_What to do_
Reading the records below, how many lines contain "every"? Respond with a number and nothing else.

_Data records_
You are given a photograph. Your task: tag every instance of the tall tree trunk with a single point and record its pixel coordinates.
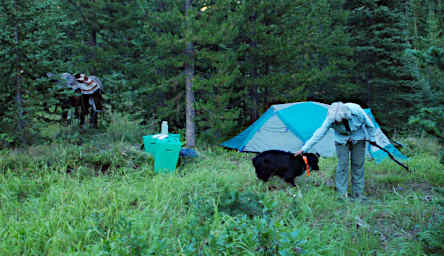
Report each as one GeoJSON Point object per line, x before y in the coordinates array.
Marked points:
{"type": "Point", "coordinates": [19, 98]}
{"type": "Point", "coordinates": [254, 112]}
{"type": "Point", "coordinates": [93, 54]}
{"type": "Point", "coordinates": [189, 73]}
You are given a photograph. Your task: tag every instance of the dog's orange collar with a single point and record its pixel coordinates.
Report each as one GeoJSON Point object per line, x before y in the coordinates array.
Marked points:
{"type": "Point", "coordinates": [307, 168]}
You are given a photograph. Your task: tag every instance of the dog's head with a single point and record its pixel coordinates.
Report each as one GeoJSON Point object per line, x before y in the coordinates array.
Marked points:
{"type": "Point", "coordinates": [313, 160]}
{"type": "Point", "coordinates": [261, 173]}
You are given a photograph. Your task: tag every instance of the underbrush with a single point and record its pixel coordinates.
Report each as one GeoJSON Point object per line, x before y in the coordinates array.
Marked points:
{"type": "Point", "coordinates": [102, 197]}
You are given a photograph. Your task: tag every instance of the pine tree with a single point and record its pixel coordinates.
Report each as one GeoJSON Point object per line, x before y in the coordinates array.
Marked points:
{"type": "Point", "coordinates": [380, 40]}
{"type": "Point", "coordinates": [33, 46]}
--
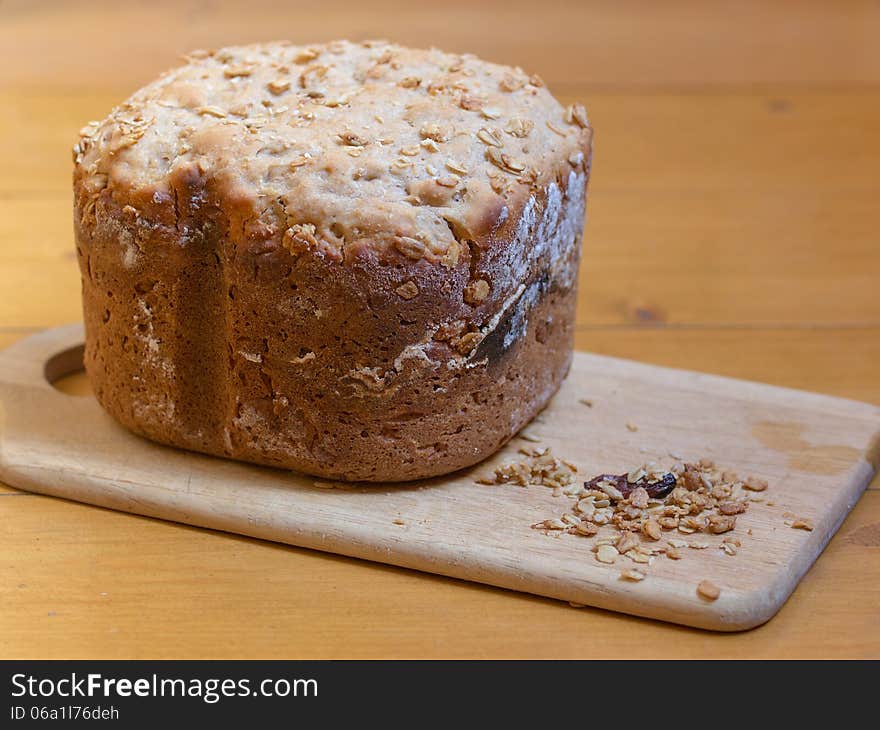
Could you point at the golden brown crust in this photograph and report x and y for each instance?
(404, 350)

_Task response_
5